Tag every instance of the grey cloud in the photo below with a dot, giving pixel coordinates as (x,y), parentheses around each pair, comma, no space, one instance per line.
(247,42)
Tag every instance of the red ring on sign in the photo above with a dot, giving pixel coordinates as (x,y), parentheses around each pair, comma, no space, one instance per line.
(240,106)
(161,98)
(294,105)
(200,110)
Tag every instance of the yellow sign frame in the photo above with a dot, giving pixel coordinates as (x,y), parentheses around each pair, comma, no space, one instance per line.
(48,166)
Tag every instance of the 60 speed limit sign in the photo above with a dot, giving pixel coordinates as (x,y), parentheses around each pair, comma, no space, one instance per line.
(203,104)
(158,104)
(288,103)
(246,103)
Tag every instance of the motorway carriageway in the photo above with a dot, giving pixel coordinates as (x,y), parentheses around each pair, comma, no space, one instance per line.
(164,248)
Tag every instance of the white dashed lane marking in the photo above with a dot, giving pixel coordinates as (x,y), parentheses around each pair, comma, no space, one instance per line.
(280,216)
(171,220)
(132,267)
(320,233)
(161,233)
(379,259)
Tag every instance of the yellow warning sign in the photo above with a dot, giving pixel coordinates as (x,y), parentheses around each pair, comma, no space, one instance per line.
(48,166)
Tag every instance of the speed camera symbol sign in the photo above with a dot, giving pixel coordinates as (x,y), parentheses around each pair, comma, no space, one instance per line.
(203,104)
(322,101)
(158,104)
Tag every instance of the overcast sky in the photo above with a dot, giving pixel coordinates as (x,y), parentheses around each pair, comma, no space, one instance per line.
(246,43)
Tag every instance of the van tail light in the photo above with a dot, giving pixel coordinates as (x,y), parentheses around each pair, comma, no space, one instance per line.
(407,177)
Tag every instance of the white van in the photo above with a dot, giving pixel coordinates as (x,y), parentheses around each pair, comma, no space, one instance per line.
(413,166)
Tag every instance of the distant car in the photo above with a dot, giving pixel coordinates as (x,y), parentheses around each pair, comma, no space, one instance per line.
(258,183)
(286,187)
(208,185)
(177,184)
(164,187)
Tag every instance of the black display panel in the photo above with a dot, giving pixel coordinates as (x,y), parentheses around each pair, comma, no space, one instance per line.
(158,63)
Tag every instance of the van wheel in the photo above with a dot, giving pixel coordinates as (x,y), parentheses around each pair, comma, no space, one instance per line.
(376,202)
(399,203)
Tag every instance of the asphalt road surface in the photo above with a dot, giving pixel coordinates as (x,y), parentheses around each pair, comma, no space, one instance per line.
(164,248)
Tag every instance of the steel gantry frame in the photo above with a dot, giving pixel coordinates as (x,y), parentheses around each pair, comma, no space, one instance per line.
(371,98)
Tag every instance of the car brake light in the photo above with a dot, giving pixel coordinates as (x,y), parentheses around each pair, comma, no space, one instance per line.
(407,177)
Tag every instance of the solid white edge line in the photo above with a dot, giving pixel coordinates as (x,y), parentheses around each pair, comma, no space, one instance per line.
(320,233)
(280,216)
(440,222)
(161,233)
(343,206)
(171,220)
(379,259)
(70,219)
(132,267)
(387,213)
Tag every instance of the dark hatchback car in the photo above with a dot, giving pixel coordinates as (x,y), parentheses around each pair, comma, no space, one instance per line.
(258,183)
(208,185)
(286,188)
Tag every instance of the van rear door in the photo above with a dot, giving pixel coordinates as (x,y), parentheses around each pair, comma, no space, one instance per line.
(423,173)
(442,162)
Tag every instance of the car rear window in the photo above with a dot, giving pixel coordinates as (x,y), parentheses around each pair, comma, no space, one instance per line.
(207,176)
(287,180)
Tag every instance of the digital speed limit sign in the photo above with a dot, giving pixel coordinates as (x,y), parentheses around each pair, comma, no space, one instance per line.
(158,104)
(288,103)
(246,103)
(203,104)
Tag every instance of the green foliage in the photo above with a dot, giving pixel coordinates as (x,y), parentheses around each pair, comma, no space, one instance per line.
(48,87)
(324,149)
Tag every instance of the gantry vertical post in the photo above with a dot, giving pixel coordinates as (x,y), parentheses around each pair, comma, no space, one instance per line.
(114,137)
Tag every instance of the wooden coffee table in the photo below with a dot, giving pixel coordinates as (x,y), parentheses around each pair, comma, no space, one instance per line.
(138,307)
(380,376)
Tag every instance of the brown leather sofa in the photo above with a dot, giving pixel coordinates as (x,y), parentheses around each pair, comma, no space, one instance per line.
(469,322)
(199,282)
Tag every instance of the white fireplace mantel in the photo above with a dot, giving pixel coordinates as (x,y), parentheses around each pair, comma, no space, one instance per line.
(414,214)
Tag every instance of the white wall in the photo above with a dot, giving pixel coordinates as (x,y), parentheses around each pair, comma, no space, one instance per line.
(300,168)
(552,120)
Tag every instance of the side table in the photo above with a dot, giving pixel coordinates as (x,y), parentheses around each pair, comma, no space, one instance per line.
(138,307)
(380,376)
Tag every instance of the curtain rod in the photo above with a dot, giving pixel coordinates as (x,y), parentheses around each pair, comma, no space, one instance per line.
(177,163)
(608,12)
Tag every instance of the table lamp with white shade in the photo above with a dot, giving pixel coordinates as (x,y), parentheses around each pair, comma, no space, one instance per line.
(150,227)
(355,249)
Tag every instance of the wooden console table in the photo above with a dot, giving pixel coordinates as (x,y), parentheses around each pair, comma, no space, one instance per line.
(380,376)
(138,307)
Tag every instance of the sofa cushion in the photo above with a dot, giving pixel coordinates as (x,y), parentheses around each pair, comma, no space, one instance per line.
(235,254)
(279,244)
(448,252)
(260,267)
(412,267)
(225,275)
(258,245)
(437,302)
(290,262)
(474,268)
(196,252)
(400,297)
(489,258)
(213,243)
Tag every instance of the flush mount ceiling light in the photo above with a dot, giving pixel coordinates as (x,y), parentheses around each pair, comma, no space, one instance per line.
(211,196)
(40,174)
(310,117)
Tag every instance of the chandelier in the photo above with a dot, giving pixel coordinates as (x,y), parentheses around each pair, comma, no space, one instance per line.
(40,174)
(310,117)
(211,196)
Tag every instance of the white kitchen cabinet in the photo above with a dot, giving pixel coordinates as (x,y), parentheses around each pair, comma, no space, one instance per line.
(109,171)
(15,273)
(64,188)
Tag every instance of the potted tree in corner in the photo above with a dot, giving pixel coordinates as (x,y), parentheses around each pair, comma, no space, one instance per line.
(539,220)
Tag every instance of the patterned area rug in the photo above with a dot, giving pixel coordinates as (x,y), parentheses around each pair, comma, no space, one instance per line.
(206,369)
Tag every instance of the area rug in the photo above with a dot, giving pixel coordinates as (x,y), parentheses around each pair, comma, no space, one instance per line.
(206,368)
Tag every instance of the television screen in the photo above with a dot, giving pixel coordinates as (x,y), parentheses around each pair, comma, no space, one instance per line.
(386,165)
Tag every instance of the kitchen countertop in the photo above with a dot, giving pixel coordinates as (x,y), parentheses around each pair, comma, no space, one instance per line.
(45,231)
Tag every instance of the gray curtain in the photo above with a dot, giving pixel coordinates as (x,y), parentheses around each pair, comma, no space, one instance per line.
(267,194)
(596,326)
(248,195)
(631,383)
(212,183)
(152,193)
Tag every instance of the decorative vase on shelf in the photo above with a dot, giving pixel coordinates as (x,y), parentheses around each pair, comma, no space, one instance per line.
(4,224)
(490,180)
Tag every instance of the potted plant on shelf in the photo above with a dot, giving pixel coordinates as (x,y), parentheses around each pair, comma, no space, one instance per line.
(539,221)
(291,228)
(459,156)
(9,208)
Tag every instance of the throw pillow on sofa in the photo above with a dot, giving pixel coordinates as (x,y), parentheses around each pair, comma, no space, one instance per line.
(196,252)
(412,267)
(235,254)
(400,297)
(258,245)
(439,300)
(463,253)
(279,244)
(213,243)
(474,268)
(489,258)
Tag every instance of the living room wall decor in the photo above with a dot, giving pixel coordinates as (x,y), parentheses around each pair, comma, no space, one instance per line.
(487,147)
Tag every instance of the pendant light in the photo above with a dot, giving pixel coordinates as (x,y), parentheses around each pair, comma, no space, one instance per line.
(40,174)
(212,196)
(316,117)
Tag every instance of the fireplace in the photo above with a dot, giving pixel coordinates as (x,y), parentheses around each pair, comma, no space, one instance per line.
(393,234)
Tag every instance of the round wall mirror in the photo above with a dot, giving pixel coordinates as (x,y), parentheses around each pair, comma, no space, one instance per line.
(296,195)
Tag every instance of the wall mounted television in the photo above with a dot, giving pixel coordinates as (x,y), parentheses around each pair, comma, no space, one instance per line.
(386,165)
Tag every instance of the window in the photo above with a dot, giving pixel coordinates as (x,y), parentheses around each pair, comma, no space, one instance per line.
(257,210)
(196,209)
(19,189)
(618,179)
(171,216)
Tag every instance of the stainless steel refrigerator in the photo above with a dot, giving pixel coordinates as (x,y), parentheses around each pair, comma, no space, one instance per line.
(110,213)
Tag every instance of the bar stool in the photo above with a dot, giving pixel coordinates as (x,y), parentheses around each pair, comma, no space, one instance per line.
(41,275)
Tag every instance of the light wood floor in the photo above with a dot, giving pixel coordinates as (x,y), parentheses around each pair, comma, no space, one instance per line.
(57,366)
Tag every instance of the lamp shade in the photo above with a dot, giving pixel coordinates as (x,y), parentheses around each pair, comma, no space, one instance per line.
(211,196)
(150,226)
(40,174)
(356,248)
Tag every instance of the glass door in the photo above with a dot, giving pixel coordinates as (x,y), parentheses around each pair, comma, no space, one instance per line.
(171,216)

+--

For this exercise, please copy exactly the lines from the one holding "Tag every instance of the stainless" through the end of the records, the first and last included.

Tag every instance of the stainless steel refrigerator in the photo above with a dot, giving pixel coordinates as (x,y), parentheses around each pair, comma, no space, one instance per line.
(110,213)
Tag every instance of the bar stool in the photo above with a dot, giving pixel coordinates as (x,y), parentheses around each pair, comma, no space, one instance per line.
(41,275)
Tag every instance of the light wood floor in the photo above with a dot, giving pixel coordinates as (x,y), parentheses around each pair, comma, no space, one instance per line.
(57,366)
Tag every instance of the lamp shade in the photo above with a dot, giving pixel coordinates as (x,y), parentheses around each pair, comma, no space, one instance per line.
(211,196)
(150,226)
(40,174)
(356,248)
Tag every instance of the glass door in the photo above with a dot, giving pixel coordinates as (x,y), parentheses around each pair, comma, no space, one instance per line.
(171,216)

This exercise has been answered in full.